Task: All of the records must be set down again word for word.

(Records from a dataset)
* * *

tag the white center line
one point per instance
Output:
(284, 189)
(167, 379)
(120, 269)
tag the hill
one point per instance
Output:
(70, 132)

* * *

Answer for the task:
tag the white center line
one point per instance
Output:
(284, 189)
(167, 379)
(120, 269)
tag the hill
one point per instance
Output:
(70, 132)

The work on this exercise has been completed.